◆ Task instructions
Copy the lines below word for word, but leave out the pictures.
--------------------------------------------------
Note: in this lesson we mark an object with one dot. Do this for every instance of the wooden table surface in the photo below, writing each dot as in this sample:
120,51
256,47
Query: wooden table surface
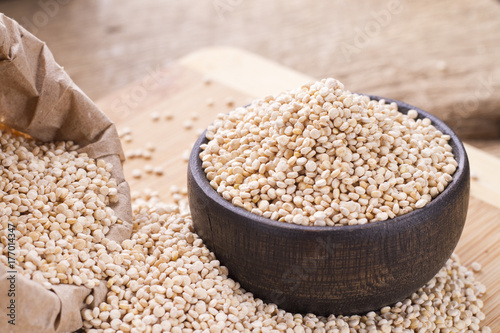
179,89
--------------------------------------------------
◆ Problem solution
Note: in this lesson we mark an object with one dot. Do this for every instance of the wooden table surface in the photo below, writing each dot as in this sample:
120,51
256,47
Query: wooden table surface
179,89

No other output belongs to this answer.